Friday, April 29, 2011

So is it all just biology? Our Social networks and underlying neural mechanisms

When I hear about empirical social and psychological studies, I always like to think that it has a neural implication. It allows me to think that human can at some level of research by truly understood, but of coruse we all know that’s not possible. Last semester I got involved in a field called neuroeconomics. It combines the main theories of decision making in psychology and economics with neuroimaging to hopefully make sense of what we do. There is some progress albeit quite slow, especially about decisions pertaining to risk and uncertainty, but I think we are finally in the right direction. We need to "aggregate our fields of knowledge." Please see my wiki article (yep.. doing my aggregation part!) .



http://en.wikipedia.org/wiki/Neuroeconomics





Throughout this semester, the amazing blend of social and psychological theory kept me always wondering and reexamining the nature of my reality (networks, homophily, diversity, contagion, small worlds, weak ties, polarization, cascades, collective aggregation,..). But more importantly, my second question was, as always, is there a biological basis for this. There is actually research ongoing right here at NU trying to ask this very question. The results were published in Nature Neuroscience.



http://www.northeastern.edu/news/stories/2011/01/social_brain.html.



I also later found it published in my favorite psychology today.
---
To do -
Pick up the blog post on social networks and their neural basis after its final sentence and continue writing it. None of the material in the dataset records is needed for the work here.

(Dataset records)
---
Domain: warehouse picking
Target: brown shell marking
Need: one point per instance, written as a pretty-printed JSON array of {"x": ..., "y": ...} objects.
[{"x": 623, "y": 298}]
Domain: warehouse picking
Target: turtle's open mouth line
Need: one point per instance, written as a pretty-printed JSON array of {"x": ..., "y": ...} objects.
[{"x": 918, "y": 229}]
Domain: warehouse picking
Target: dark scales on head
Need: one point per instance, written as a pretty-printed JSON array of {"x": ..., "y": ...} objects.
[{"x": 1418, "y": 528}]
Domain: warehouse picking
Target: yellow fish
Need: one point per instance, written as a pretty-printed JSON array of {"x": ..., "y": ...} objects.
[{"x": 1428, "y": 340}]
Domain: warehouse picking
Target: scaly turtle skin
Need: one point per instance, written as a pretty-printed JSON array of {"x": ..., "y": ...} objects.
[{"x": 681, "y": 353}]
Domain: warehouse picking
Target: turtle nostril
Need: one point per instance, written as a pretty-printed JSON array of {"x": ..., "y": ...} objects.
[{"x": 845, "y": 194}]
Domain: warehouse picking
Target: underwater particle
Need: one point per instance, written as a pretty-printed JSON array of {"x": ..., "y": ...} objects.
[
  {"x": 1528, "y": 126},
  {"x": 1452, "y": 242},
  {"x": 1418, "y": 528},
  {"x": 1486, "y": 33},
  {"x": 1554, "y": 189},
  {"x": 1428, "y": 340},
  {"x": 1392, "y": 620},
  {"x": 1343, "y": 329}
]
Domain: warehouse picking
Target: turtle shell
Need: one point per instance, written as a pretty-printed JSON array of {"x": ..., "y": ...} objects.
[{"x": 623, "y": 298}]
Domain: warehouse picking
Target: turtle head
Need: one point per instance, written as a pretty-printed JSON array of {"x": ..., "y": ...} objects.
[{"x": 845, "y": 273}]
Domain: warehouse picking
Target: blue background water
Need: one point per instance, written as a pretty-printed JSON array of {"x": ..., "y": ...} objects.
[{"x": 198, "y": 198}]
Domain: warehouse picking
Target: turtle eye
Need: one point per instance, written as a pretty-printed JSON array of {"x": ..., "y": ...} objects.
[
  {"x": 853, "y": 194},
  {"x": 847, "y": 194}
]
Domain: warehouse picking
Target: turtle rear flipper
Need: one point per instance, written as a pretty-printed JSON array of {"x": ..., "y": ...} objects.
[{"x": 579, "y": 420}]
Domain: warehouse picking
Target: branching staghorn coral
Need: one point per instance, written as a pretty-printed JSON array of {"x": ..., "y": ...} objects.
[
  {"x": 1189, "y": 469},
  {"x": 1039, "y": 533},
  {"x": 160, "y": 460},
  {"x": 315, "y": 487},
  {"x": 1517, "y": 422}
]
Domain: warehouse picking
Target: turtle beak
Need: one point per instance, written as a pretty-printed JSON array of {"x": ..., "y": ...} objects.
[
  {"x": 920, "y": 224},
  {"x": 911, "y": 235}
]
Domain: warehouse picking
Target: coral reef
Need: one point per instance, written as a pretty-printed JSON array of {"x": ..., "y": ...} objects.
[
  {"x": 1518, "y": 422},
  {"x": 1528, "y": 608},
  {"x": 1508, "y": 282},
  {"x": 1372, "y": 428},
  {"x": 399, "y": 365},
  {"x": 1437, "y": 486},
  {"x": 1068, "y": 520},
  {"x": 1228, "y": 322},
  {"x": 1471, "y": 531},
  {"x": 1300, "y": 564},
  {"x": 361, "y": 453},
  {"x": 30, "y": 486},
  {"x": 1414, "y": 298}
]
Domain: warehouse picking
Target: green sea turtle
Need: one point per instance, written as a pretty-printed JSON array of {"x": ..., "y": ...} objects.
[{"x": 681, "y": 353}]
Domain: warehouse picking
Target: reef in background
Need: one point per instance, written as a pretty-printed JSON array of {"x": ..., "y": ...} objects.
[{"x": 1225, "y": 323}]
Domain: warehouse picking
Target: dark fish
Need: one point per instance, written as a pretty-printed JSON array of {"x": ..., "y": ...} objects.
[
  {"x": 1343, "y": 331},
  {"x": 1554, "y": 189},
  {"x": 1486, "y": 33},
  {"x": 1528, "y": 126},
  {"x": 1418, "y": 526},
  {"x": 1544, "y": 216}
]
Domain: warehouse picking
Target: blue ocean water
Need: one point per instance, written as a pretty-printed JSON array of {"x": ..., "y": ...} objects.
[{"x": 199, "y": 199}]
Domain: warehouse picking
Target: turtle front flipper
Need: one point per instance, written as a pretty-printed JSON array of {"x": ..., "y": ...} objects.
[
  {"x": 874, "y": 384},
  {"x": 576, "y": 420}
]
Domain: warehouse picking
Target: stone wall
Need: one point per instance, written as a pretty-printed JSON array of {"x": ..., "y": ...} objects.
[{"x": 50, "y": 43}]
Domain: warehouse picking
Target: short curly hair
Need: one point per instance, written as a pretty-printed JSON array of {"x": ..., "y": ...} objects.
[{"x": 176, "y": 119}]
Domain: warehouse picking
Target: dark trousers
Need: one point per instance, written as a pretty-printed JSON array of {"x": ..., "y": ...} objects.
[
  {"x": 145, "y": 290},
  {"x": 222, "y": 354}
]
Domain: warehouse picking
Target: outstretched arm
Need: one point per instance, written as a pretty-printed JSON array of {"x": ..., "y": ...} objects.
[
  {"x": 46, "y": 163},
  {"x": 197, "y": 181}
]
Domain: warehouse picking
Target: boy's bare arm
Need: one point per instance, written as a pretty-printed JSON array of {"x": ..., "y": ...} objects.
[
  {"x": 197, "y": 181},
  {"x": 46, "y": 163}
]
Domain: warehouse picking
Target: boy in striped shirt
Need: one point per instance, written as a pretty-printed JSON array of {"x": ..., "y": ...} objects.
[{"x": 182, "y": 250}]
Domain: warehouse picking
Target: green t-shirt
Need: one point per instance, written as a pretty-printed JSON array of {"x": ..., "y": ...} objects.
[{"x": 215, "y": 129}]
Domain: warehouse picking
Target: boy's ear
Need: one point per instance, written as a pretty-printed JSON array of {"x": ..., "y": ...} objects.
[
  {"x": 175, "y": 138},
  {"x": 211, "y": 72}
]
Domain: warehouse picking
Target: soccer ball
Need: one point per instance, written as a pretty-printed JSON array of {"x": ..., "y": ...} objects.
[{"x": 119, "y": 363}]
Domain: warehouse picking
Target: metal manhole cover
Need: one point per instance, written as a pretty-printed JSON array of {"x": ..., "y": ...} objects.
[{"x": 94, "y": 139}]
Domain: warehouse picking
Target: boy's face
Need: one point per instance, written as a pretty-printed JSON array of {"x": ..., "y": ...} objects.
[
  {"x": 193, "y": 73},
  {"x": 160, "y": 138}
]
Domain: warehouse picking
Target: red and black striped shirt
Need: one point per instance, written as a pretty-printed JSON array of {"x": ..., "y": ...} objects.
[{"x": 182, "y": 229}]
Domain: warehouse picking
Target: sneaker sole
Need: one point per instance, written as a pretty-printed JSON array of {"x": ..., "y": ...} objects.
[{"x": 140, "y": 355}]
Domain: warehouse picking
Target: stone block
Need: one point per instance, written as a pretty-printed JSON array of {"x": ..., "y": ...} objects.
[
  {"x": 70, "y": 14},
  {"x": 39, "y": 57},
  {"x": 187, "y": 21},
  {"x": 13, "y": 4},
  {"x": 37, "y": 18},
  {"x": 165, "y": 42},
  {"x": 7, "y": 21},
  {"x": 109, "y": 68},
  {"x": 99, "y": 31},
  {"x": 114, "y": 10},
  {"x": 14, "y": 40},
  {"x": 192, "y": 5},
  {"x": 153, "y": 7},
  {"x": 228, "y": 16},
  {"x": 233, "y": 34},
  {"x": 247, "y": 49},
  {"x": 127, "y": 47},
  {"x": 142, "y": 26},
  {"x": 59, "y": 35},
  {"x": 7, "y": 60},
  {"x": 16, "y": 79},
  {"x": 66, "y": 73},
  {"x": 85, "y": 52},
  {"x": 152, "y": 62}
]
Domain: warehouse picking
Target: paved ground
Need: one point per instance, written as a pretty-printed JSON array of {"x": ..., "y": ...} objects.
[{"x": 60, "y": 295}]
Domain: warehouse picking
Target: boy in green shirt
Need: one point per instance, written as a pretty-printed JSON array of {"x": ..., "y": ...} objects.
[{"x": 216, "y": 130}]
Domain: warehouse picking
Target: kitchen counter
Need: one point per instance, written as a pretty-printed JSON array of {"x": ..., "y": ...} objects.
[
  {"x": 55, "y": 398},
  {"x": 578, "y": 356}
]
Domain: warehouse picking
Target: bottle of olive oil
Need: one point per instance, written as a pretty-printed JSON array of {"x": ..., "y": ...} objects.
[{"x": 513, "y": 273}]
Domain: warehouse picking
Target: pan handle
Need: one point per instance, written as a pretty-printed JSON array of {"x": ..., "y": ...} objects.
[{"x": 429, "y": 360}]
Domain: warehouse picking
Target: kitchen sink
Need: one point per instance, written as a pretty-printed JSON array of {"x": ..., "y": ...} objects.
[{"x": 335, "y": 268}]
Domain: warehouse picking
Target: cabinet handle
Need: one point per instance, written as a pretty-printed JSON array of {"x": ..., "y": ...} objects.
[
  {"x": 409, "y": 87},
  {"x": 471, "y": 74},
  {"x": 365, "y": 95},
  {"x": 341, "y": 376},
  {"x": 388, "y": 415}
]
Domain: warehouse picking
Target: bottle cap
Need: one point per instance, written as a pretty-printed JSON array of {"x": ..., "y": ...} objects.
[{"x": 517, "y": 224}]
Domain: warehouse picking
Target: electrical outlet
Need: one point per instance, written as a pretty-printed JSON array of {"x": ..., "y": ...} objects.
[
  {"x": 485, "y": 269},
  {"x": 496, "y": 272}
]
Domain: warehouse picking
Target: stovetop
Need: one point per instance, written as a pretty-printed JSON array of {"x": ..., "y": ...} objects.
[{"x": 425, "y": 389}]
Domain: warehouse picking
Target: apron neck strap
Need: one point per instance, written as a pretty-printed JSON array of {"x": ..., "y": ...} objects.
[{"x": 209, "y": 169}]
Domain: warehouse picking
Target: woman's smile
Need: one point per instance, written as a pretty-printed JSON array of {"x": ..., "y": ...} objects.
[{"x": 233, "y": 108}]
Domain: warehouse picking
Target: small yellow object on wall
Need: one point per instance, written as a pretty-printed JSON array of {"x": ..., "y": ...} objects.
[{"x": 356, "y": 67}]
---
Written answer -
http://www.psychologytoday.com/blog/choke/201102/when-it-comes-our-social-networks-brain-size-matters



The basic finding is that the volume of a brain structure called the amygdala was found to be correlated with the size of one’s social network . It was known that primates who live in larger social groups have larger amygdalas, and now this has been confirmed in humans.



They gathered the network data similar to many studies we read in class, by asking particiapnts about their contacts, how strong they are and to what groups they belong. They found the same results even after controlling for brain and body size. Of course this brings the question of causation. Is it the amygdala that is causing the large social network, or is it the later enlarging the amygdala?



I like how this ties to what Christakis proposed at the beginning of his book, and how our location in the network affects us, but we also affect our network.



I wonder if we can answer many of the intriguing concepts in this course with similar studies.



-Why do some people have more weak ties than others?



-are some people more prone to social cascades?



-can certain groups be genetically inclined to polarization



-Why do some ideas/behaviors diffuse through networks while others don’t?



There might already be answers out there for these that I’m not aware of, and there is always the possibility that some things just can’t put be tested in a lab, and so we might never know the causality. In either case, it keeps me wondering, and I enjoy that!